Exercise requirements: Please return, word for word, everything in the listing below from the line containing "of the bush." down to the line containing "[125,167,282,288]", with both of those lines included.

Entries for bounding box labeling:
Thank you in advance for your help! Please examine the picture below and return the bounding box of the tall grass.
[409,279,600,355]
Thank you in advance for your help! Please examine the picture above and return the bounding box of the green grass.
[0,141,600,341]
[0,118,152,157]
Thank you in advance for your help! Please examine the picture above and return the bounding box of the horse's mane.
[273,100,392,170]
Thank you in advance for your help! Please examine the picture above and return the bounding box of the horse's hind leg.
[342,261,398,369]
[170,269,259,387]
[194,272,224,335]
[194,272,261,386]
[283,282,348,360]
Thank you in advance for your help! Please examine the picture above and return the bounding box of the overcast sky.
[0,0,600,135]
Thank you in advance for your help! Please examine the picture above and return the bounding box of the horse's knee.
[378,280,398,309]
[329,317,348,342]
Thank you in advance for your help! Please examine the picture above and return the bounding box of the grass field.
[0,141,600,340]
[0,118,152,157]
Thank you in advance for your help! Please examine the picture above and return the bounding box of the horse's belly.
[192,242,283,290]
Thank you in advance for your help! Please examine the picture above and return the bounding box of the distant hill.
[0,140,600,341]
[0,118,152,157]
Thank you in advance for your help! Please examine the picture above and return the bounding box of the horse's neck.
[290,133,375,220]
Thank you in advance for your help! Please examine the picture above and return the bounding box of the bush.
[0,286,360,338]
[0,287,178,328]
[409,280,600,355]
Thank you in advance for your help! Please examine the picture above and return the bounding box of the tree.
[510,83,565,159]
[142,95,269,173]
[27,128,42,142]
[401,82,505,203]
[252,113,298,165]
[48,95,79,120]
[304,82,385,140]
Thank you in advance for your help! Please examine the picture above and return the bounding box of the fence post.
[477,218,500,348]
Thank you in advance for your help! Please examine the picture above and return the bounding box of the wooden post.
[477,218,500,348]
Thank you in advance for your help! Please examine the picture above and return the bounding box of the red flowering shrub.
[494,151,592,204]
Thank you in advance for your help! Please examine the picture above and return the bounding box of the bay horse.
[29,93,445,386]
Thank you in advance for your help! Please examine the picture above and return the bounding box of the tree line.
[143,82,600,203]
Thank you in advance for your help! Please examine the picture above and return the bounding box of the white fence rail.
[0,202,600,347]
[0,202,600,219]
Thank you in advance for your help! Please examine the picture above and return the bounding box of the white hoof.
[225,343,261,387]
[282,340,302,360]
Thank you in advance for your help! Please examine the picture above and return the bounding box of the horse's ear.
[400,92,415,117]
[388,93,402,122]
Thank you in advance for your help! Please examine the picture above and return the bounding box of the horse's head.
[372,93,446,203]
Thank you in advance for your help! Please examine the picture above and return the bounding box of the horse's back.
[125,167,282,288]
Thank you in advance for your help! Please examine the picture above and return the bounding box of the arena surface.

Response to the exercise:
Thank you in advance for your help! Please examine the picture above and return the bounding box of the bush.
[0,286,360,338]
[0,287,178,328]
[409,280,600,355]
Thank you in advance for your help! Please examine the picture above and return the bounding box of the tree.
[510,83,565,159]
[142,95,269,173]
[27,128,42,142]
[401,82,505,203]
[252,113,298,165]
[48,95,79,120]
[304,82,385,140]
Thank you in advance for your help! Please examine the picture above and return the bounding box of the fence post.
[477,218,500,348]
Thank you in advance for your help! Please examine the picture above and return the bounding box of the wooden post.
[477,218,500,348]
Thank you in advance for your help! Please examine the picture above and return the bounding box of the red flowering shrub.
[494,151,592,204]
Thank you in advance for your help! Please examine the picture above and return the bounding box of the bay horse.
[29,93,445,386]
Thank you in advance for your help! Please examine the picture above and return the bounding box of the tree line.
[143,82,600,203]
Thank you in advance for your help! Please examine the picture above and return the bounding box of the white fence rail.
[0,202,600,347]
[0,202,600,219]
Thank you in advance for your help! Please examine the picture above and return the bounding box of the white hoof.
[225,343,261,387]
[282,340,302,360]
Thank you in advance for your help! Please examine the picture above and return the bounding box of the horse's ear.
[400,92,415,117]
[388,93,402,122]
Thank you in advance for your help! Please examine the picture above and return the bounding box of the horse's head.
[372,93,446,203]
Thank you in advance for your help! Please examine the picture above and return the bounding box of the horse's back.
[125,167,282,288]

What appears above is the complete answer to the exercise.